BEGIN TEXT EXCERPT
Of Garden Apples and Maternal Neurosis
We have a wonderful apple tree in our backyard, and this year it is producing well: the apples are incredible, sweet and sour at the same time (just enough sour), crispy and juicy, and the kids are loving them. It's a special variety called Anna Israel from a nursery called Trees of Antiquity (looking for a rare tree? Try them!).
Today, Elizabeth asked me for "a garden apple." This struck me as so adorable: she knows the difference between a store-bought apple and a home-picked one, and she knows which one she prefers. It was lovely to be able to step out into the warm day, pluck the ripe apples from the tree, retrieve a few that had already fallen, and slice them up for lunch. Here they are:
Warm from the sun, nothing beats a garden apple.
While picking apples, I thought about how this was just the perfect kind of thing for someone's blog. Someone else's blog. Someone who takes beautiful food and cooking photos; someone whose garden is always in picture perfect condition, whose kitchen is always ready for whipping up amazing dishes, and whose personal style is classic and comfortable. Someone who walks the walk and talks the talk when it comes to slow, local food.
That someone is most definitely not me. I, like my kitchen, am always a wreck, never prepared for meals, dashing around like a looney trying to get decent food into people's stomachs, wishing I had more time and skill to cook good food, with local and organic ingredients. I look at people's blogs, with pictures of the scones they whipped up that morning, with the vibrant reds, yellows and oranges of the bell peppers that went into their enchiladas, and I know: They must have better lives than I do. They must really have things together. I bet their kids even eat that delicious looking food, without spilling anything, without complaint, and with pleases and thank-yous sprinkled throughout.
The recipes, which the uber-bloggers always include, sound easy. So I try them, and the food comes out OK, but the process is total chaos and angst for mama. I cannot document the cooking process, cannot photograph my kitchen while I'm cooking: it's a horror show.
But then: a glimmer. Hey, I can stage a photo as well as the next blogger, can't I? I can zoom in on one little corner of the kitchen and crop out any sign of reality, right?
A friend of mine gave me a lovely plaque that I keep on a built-in in my kitchen. It and its wise message have lately been obscured by a trophy hospital (where broken trophies wait for krazy glue), a few thomas trains, some phone equipment, and a couple of cracked picture frames. So I simply moved the junk out of the way, swiped the surface with a baby wipe, and placed the garden apples just so.
Ignore that bit of electrical cord that didn't quite get tucked into the drawer. Instead, read the warm words of "The Real To Do List," imagine the curve of a garden apple nestled in your hand, and think of me, slicing apples to Mozart and handing them to angelic, grateful, loving children.
I am empowered. Armed with a blog and photoshop, I can crop the neurosis right out of my life.
END TEXT EXCERPT
BEGIN EXCERPTED RECORDS
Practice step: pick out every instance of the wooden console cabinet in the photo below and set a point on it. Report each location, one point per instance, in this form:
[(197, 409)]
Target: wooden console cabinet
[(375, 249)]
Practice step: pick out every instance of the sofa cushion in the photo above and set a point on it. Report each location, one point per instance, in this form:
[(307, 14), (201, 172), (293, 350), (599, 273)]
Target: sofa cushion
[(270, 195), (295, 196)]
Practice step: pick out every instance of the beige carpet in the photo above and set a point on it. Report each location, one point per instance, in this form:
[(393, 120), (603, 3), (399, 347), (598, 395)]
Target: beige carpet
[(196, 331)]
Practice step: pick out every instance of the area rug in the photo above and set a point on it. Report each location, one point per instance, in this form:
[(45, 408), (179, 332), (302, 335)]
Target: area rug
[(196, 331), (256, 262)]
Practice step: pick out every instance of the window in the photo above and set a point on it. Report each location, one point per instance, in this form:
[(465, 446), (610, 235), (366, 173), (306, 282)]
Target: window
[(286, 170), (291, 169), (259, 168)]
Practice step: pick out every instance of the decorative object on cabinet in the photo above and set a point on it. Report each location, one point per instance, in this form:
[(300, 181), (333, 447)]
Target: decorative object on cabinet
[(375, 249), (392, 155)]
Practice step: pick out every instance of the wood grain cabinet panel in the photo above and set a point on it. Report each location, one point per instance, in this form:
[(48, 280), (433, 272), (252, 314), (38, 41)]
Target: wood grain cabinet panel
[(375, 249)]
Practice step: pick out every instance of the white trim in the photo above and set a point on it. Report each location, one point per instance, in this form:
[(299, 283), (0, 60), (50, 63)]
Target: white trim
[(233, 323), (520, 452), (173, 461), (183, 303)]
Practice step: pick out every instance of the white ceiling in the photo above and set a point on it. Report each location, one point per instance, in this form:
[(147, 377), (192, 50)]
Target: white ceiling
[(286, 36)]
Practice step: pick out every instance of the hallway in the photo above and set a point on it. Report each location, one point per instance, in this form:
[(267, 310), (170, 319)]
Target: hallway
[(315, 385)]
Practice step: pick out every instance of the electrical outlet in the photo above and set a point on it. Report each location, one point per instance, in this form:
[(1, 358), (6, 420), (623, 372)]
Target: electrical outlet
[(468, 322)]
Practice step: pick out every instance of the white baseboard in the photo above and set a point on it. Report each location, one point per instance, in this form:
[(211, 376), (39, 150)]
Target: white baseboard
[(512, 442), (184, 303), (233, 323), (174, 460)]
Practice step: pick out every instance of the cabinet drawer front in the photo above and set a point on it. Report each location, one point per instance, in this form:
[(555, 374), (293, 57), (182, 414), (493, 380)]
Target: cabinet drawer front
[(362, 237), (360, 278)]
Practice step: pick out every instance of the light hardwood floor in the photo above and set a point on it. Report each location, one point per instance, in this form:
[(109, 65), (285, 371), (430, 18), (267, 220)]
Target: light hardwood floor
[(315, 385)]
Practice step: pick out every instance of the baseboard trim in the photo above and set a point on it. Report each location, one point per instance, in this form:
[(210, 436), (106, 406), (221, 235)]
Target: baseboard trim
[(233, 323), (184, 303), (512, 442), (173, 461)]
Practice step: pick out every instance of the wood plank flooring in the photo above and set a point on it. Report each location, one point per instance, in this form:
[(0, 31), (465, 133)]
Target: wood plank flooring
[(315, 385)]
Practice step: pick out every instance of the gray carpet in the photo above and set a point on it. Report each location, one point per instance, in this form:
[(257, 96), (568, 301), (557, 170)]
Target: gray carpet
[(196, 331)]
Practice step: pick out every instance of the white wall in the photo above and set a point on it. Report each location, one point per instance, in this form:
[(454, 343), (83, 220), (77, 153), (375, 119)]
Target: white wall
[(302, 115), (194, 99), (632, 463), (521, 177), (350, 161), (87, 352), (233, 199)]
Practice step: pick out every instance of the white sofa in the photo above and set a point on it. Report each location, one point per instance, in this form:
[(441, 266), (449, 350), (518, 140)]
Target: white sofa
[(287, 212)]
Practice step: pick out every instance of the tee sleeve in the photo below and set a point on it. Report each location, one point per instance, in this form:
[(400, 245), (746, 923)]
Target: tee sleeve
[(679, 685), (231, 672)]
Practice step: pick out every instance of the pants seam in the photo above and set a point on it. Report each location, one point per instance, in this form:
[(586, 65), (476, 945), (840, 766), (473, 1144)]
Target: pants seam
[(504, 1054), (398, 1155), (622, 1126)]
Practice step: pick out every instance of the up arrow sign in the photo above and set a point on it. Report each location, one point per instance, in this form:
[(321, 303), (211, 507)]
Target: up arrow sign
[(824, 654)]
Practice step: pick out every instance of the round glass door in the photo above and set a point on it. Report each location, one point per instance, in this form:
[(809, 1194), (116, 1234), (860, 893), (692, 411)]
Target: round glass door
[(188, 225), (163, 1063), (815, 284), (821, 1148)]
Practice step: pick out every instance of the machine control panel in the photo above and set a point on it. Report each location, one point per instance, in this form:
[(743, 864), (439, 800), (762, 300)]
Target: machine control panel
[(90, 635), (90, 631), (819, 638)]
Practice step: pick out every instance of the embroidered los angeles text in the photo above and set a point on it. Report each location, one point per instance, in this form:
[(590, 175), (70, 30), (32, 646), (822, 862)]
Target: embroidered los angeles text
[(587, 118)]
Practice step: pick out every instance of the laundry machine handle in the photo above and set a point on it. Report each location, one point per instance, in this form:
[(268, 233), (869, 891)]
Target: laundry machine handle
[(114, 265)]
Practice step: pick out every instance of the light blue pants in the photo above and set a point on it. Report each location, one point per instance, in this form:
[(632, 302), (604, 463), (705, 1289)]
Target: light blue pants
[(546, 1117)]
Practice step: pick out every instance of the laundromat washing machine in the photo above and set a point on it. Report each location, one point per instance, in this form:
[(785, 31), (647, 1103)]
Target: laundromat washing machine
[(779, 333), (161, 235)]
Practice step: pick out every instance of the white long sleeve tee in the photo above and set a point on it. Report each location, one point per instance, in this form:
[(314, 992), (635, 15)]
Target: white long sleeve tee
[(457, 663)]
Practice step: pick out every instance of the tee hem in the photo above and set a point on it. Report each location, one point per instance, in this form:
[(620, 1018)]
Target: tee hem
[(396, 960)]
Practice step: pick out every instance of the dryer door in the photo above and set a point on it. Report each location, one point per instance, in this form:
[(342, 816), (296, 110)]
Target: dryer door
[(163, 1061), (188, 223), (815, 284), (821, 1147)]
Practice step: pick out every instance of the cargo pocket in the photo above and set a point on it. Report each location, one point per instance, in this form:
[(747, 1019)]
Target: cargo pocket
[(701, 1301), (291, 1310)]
END EXCERPTED RECORDS
TASK LIST »
A - Rewrite the stretch of the garden apples piece from "Of Garden Apples" through "tree? Try them!).", swapping "apple tree" for "fruit tree".
B - Translate this sentence from the garden apples piece into Spanish: "Warm from the sun, nothing beats a garden apple."

SOLUTIONS TO THE PROBLEMS »
A -
Of Garden Apples and Maternal Neurosis
We have a wonderful fruit tree in our backyard, and this year it is producing well: the apples are incredible, sweet and sour at the same time (just enough sour), crispy and juicy, and the kids are loving them. It's a special variety called Anna Israel from a nursery called Trees of Antiquity (looking for a rare tree? Try them!).

B - Tibia por el sol, no hay nada como una manzana del jardín.